**Source information**
++++++++

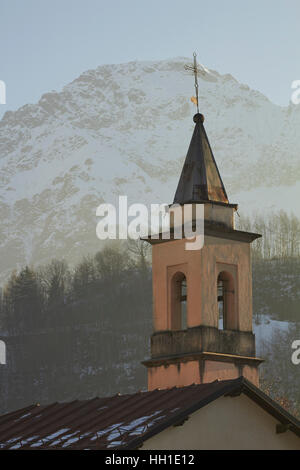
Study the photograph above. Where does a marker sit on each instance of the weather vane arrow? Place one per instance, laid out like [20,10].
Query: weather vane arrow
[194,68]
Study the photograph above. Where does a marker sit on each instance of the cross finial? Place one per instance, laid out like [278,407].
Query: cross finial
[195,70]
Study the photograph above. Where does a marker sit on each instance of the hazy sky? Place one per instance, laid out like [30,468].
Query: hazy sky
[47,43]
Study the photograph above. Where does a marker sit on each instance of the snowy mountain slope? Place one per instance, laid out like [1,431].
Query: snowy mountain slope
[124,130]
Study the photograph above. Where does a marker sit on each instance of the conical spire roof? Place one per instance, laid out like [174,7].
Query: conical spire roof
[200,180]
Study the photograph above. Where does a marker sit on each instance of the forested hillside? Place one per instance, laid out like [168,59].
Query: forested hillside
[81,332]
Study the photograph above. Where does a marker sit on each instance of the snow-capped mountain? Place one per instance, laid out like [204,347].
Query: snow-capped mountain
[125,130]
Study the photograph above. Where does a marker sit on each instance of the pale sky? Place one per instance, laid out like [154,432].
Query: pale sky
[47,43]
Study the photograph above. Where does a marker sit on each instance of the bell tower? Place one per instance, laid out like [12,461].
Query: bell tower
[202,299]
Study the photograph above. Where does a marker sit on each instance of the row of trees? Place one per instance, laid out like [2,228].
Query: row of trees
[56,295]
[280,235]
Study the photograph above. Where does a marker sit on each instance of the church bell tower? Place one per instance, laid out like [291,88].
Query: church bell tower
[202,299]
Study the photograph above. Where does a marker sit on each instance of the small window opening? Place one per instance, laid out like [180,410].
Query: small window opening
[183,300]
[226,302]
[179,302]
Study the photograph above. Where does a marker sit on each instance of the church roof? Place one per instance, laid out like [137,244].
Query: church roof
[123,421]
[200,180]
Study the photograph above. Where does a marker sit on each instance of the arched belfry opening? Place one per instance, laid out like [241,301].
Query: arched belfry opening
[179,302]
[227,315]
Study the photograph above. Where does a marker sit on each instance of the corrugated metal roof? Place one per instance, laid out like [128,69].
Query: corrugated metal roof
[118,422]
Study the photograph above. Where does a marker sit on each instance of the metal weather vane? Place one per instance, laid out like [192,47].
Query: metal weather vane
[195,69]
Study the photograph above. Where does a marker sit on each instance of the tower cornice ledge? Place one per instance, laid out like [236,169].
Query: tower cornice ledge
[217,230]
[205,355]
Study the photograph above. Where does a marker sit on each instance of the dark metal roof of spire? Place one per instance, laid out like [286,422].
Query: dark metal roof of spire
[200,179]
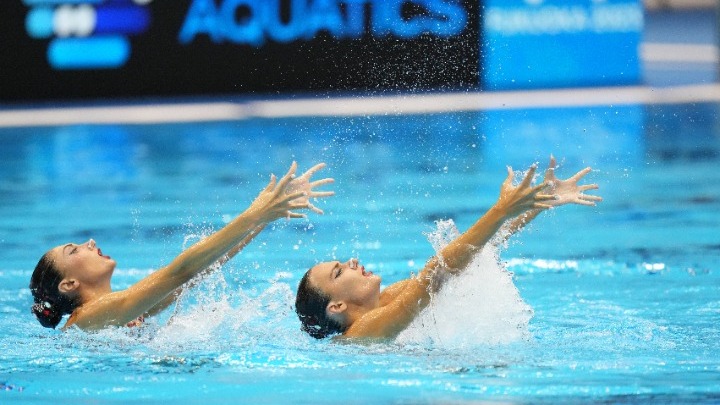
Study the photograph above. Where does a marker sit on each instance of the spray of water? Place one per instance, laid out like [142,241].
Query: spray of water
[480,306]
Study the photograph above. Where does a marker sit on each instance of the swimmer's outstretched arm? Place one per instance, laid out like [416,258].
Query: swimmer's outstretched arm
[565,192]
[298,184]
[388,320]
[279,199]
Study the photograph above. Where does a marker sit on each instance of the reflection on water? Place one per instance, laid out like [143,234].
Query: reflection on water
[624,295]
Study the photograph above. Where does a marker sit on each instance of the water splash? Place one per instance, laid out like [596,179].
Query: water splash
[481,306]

++++++++

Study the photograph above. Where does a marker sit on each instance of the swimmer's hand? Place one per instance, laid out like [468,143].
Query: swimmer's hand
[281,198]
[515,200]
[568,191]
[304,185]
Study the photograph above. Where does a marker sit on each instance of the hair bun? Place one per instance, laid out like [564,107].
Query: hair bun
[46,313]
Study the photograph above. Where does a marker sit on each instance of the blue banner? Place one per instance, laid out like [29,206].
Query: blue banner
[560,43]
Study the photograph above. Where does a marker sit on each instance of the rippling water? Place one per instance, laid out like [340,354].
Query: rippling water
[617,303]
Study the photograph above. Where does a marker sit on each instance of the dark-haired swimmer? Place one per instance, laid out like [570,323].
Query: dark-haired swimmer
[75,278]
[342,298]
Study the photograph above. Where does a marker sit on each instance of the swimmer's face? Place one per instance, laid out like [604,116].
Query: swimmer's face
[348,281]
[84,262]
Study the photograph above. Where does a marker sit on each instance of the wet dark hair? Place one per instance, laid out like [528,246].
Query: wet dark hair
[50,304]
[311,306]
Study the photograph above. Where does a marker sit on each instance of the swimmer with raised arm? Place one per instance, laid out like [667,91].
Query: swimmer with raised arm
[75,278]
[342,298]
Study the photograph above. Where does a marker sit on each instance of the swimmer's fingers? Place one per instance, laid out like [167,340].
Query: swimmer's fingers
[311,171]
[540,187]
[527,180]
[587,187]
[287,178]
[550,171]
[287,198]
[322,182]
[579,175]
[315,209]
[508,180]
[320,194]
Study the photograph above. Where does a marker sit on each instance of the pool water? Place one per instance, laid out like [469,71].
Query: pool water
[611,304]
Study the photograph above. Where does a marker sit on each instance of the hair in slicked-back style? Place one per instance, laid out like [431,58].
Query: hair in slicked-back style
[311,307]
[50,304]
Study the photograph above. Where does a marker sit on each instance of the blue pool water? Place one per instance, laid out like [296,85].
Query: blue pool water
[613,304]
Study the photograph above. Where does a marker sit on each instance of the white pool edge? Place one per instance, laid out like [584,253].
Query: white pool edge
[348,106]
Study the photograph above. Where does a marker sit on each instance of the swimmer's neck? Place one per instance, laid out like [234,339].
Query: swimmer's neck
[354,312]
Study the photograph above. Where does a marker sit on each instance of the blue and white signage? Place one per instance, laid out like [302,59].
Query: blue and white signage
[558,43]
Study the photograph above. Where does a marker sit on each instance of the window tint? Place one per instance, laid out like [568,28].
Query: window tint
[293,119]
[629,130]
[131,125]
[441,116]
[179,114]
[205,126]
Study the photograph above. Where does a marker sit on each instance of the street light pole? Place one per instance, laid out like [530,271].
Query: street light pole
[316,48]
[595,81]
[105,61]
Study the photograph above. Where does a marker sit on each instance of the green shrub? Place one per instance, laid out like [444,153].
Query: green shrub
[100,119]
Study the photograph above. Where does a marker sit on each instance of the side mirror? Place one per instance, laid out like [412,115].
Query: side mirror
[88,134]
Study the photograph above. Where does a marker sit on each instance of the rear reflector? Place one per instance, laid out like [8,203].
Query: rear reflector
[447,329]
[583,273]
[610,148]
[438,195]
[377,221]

++++++++

**Task details**
Exact copy, pictures excluded: every line above from the one containing "Query: bell tower" to the one containing "out like [416,258].", inclusive, and nothing more.

**Expected answer**
Query: bell tower
[202,299]
Study the photograph above. Where does a marker sit on each instance of the row of trees? Place one per instance, laid out like [2,228].
Query: row of trees
[56,295]
[280,235]
Study the photograph above. Where does a marker sit on each instance of the church bell tower? Place one per instance, laid out like [291,88].
Query: church bell tower
[202,299]
Study the photograph above. Where does a marker sit on each instance of the small window opening? Place one per instance, laid out like [180,410].
Query: small window opening
[183,300]
[226,302]
[179,302]
Study the photograph above. Where does a marker sit on each instance of the church roof? Place one per instance, laid out like [137,244].
Query: church roof
[123,421]
[200,180]
Study the photograph above. Where does a marker sit on each instance of the arched belfry opening? Place one per instance, laid out like [241,301].
Query: arched belfry opening
[179,302]
[227,315]
Study the photograph above. Where does a marker sit on each instance of the corrugated metal roof? Place one per instance, laid out like [128,69].
Query: corrugated metal roof
[118,422]
Study the photograph above. Where does a marker sit on each instance of the metal weather vane? Place one per instance, laid out like [192,47].
Query: metal weather vane
[195,69]
Study the photograph above. Where does a marker sit on each instance of the tower cornice ledge? Place one per instance, laid out like [236,169].
Query: tower cornice ledge
[217,230]
[205,355]
Study the photograph above. Where does a marker sit on each instance of the dark metal roof of spire? Place one per instance, laid out like [286,422].
Query: dark metal roof of spire
[200,179]
Study the photograph above. Where does a marker sit on each instance of the spray of water? Place one per instance, laid out like [142,241].
Query: spray of water
[480,306]
Study the photograph above. Where does a marker sit on each instance of the swimmer's outstretched arm? Place one per instance, laid out like [416,258].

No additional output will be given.